▸ **EXTRACT**
(begin)

Back in the early 60s when the bike was first manufactured as the Nethercutt MK1 it used a Maico and then later a JLO motor. During the last few years under Nethercutt the switch was made to the Chrysler Power Bee 82007 motor that endured until the early 80s when it was replaced by the U.S. Motors 82031 motor. They are both 136cc and rated at 10 HP. The Power Bee design was used in many different applications. Rail saws,generators,dirt compactors,power drills,jack hammers and chainsaws to name a few. Here is an application table showing some of the equipment that use this motor. This is one tough little motor. Chrysler stopped production of the Power Bee and sold the rights to U.S. Motors. Most people feel the old Chryslers were built to tighter tolerances. The 82031 has electronic ignition and an AC lighting coil but is otherwise the same motor. Recently Rokon™ has begun to offer a choice of either the Honda or Kohler 4-stroke motor. These are basicly small stationary motors usually found in generators or lawn equipment. They are quieter than the 2-stroke motors plus you don't have to mix oil with the gas. There is some talk that Rokon™ will quit offering a 2-stroke motor due to enviromental regulations.

The actual real keerect color codes are lost in the mists of time. The Nethercutt was a deep forest green (tank&frame). The original Trail Breaker was yellow (tank&frame). The Scout was orange with a silver frame. The Aqua Track was green with yellow wheels. Newer bikes (early 80s to present) are available in red w/silver frame,all black,all green or a new camo color.Here are a few colors that come close to the original:

Well, it's worth exactly what someone would pay for it. New ones are $4500 to $5500. EBAY has them from $400 beaters to $5000 new/used. Plus shipping. Right now $1500 to $2500 is a good price on a GOOD older bike (runs,good tires,not beat up etc.) If you are in the market for a used Rokon™ there are a few things you want to look for :

Not very. 15 to 20 mph high gear wide open throttle. You can add a larger carb and taller gears and if you're not too big a fella you can get it up to around 25mph. Of course the whole point of the Rokon™ is to get you there no matter where "there" is. Remember the Tortoise and the Hare.

(end)

▸ **SOURCE MATERIAL**
(begin)

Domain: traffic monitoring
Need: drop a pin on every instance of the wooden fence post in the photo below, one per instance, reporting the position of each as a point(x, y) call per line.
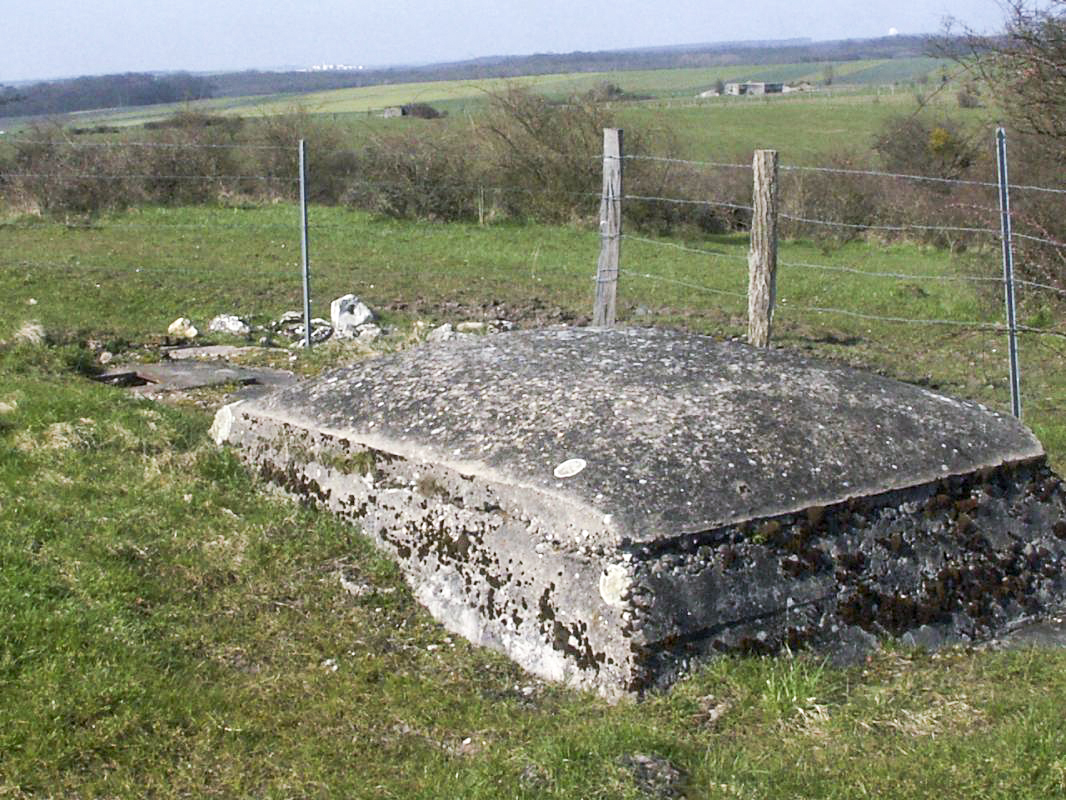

(end)

▸ **REQUIRED WORK**
1 > In the Rokon text, which motor replaced the Chrysler Power Bee 82007 in the early 80s?
2 > Please rewrite the paragraph of the Rokon text that begins "Not very." more briefly, keeping its main facts.

▸ **EXPECTED RESULTS**
1 > The U.S. Motors 82031 motor.

2 > Top speed is only 15 to 20 mph in high gear at wide open throttle. A larger carb and taller gears can raise it to around 25 mph for a rider who isn't too big. The Rokon's purpose is to get you anywhere, not to get there fast.